- PROMPT: Return, from the data that follows, each line that holds the word "sofa".

- Referring expression pointing data:
<<<<
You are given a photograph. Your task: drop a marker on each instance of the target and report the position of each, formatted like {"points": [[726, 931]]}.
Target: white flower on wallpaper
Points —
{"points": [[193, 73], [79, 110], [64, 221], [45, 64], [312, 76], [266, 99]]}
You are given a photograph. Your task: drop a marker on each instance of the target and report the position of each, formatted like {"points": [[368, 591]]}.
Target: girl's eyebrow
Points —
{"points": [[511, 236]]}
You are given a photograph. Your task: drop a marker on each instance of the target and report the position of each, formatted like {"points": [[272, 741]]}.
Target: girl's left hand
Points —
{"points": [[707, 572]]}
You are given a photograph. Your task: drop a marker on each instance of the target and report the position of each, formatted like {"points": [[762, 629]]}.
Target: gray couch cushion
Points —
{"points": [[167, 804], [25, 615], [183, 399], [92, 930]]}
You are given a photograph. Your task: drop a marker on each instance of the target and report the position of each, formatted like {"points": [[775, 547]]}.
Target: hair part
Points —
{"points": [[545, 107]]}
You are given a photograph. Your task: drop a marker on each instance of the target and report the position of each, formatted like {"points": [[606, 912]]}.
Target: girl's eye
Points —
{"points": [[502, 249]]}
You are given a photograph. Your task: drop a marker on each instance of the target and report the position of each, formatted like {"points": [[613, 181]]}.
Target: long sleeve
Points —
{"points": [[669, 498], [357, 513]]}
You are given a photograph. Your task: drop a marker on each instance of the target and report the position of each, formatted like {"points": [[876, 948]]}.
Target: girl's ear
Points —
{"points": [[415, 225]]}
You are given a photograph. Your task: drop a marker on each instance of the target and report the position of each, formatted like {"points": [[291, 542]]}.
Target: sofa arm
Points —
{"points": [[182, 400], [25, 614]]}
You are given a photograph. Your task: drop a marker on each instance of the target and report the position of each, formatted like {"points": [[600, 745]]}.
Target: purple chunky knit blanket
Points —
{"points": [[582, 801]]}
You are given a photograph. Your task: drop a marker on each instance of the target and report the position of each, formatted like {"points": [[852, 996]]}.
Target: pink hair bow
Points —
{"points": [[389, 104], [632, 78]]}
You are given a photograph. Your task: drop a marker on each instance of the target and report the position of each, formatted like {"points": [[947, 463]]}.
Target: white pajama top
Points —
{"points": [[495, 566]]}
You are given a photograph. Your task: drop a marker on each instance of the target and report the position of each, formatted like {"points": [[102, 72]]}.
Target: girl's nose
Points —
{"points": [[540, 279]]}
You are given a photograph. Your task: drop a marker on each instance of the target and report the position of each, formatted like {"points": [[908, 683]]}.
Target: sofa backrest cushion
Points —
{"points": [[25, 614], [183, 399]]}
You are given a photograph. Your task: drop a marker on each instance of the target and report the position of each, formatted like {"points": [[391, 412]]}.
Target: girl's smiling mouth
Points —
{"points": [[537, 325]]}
>>>>
<<<<
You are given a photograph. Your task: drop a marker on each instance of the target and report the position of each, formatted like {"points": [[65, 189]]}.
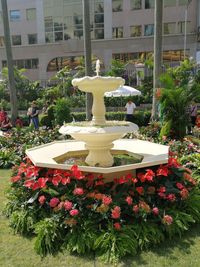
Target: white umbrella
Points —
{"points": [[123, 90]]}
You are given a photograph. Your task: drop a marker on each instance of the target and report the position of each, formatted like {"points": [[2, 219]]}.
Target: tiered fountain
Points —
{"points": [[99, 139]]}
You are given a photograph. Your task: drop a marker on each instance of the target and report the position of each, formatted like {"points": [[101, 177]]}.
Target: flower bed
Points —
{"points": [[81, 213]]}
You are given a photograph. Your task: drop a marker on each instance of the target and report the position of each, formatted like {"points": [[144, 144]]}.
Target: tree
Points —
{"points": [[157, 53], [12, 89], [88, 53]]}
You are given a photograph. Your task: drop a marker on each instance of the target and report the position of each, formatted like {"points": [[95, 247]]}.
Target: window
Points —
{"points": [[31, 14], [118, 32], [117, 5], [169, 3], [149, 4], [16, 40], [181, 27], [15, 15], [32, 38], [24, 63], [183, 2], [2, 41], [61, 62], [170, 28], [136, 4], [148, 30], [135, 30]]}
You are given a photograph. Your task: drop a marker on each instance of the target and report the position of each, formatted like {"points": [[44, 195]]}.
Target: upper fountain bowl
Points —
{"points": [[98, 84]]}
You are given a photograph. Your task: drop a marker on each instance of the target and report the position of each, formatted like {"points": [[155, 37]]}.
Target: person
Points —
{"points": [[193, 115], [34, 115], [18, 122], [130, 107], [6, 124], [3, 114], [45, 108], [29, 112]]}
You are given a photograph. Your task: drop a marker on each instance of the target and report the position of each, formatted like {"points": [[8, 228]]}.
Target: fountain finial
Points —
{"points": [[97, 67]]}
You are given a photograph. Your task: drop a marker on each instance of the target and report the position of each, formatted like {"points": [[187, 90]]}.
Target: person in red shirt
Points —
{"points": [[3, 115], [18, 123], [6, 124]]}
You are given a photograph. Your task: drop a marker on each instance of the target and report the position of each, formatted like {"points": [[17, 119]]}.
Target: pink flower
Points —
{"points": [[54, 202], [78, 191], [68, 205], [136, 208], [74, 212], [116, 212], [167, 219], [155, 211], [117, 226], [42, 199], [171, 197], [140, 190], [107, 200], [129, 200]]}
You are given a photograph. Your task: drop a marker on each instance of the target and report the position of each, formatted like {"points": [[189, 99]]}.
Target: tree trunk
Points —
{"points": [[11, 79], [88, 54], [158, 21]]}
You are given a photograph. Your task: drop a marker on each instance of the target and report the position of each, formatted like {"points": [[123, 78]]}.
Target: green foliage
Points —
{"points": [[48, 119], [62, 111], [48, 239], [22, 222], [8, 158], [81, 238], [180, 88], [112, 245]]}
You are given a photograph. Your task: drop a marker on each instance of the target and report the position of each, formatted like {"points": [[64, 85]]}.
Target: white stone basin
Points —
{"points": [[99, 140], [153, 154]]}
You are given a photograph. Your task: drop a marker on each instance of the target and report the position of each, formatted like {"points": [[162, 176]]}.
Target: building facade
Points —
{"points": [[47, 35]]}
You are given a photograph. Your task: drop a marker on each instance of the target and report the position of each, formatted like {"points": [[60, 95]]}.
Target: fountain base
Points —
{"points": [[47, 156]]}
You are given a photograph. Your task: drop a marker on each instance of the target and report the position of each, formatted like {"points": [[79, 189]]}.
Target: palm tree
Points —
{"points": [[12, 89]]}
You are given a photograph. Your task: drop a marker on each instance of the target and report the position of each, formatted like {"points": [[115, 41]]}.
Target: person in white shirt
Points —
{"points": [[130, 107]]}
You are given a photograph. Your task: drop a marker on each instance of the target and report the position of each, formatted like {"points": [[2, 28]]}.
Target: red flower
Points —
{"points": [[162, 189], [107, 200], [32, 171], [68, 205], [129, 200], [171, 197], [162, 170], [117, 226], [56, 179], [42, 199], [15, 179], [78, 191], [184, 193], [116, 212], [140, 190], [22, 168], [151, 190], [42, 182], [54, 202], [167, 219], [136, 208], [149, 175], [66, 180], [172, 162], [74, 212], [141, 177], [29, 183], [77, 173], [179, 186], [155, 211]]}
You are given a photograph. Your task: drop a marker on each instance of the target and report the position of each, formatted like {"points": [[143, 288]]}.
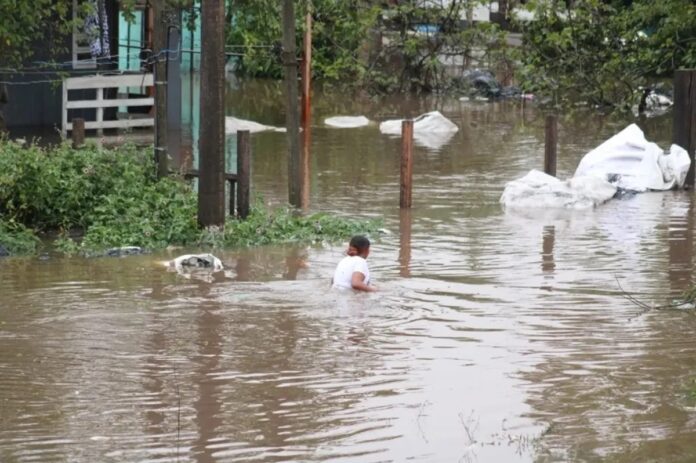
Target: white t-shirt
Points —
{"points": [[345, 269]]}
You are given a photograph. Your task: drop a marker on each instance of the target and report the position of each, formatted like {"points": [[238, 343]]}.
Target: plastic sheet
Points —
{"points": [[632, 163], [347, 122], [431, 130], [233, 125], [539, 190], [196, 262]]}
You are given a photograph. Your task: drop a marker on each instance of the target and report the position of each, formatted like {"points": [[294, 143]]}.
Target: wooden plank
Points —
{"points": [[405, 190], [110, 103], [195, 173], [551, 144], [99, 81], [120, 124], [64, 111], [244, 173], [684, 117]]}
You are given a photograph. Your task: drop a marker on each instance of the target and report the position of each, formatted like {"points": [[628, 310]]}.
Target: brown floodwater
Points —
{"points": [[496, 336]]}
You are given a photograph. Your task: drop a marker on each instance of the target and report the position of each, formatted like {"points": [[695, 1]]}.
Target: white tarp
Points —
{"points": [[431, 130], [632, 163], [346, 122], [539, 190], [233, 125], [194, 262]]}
>>>>
- SOLUTION FOR THIS PROBLEM:
Target: sofa arm
Target: sofa backrest cushion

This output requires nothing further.